- [Stored data]:
┄┄┄┄┄┄┄┄┄┄┄┄┄┄┄┄┄┄┄┄
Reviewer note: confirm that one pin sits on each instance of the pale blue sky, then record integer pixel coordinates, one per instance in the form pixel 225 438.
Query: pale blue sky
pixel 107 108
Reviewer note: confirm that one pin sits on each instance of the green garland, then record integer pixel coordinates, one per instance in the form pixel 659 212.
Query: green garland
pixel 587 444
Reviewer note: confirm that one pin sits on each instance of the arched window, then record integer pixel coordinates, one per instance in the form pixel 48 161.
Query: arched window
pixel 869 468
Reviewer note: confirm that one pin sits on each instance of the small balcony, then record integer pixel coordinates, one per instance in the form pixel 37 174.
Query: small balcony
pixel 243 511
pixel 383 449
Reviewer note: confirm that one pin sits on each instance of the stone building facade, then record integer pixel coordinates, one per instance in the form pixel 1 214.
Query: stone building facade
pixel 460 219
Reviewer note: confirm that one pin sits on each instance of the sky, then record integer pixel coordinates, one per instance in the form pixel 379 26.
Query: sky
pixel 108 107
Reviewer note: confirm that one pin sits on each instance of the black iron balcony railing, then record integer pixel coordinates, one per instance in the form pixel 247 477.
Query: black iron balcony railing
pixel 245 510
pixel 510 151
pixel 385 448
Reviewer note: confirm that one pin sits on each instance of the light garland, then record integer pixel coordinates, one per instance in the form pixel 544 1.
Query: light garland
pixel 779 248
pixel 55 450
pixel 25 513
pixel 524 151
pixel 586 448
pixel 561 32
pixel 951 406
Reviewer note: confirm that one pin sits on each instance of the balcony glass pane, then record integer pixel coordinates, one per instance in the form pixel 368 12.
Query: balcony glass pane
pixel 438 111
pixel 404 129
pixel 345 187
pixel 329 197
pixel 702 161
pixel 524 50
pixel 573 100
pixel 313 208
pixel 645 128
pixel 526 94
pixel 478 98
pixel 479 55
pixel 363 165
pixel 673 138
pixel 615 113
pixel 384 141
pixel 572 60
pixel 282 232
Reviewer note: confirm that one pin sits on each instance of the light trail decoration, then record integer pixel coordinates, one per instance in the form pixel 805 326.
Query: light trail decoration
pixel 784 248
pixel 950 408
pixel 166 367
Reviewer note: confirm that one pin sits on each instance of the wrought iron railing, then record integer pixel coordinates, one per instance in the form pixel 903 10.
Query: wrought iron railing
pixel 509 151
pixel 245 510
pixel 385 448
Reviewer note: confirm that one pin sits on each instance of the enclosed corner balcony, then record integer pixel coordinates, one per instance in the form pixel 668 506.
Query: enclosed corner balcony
┄┄┄┄┄┄┄┄┄┄┄┄┄┄┄┄┄┄┄┄
- [WHAT IS ASKED]:
Copy out all of the data above, word for word and line for line.

- [OUTPUT OF THE TASK]:
Reviewer note: confirm that one pin sits on each instance of the pale blue sky, then record integer pixel coordinates, one per instance in the form pixel 225 438.
Query: pale blue sky
pixel 107 108
Reviewer note: confirm that one pin sits on each instance of the green garland, then record integer pixel coordinates, one per instance in the form pixel 659 212.
Query: green garland
pixel 587 444
Reviewer note: confirm that one pin sits on each instance of the arched window, then record integer pixel coordinates, one per instance in the form pixel 48 161.
Query: arched window
pixel 869 468
Reviewer note: confirm that one pin sits on each instance of the small balcony, then record integer pixel coordinates, one per instance in the form pixel 37 174.
Query: small balcony
pixel 243 511
pixel 383 449
Reviewer note: confirm that one pin sits on each instance of the stone building facade, then record integer pixel coordinates, one per instance in the form pixel 1 214.
Query: stone building facade
pixel 460 219
Reviewer note: confirm that one pin sits on each instance of the sky, then record integer pixel coordinates, one per instance in the form pixel 379 26.
Query: sky
pixel 108 107
Reviewer note: confirm that one pin sits on each instance of the black iron balcony railing, then record integer pixel coordinates, one per instance in the form pixel 247 477.
Query: black iron balcony railing
pixel 245 510
pixel 510 151
pixel 385 448
Reviewer note: confirm that one pin sits on each instance of the light garland, then record integer pixel coordinates, one per instance in the form pixel 544 1.
Query: light garland
pixel 779 248
pixel 55 450
pixel 25 513
pixel 524 151
pixel 586 448
pixel 561 32
pixel 951 406
Reviewer note: confirm that one pin sits on each instance of the balcony glass pane, then record integer pixel coordinates, one per instance in the form pixel 368 12.
Query: balcony glass pane
pixel 438 111
pixel 404 129
pixel 345 187
pixel 329 197
pixel 702 161
pixel 524 50
pixel 573 100
pixel 313 208
pixel 645 128
pixel 526 94
pixel 478 98
pixel 479 55
pixel 363 165
pixel 673 138
pixel 615 113
pixel 384 141
pixel 572 60
pixel 282 232
Reviewer note: confirm that one pin sits on each instance of the light trail decoration, then record integer pixel coordinates, one per instance in the form pixel 805 326.
Query: light trail decoration
pixel 784 248
pixel 950 408
pixel 166 367
Reviewer note: confirm that one pin sits on each instance of the wrought iron railing, then record integer pixel coordinates, one per instance in the form pixel 903 10.
Query: wrought iron railing
pixel 509 151
pixel 245 510
pixel 385 448
Reviewer note: confirm that one pin sits on each instance of the enclosed corner balcony, then record integer pixel coordinates, one per instance in the form pixel 668 506.
Query: enclosed corner balcony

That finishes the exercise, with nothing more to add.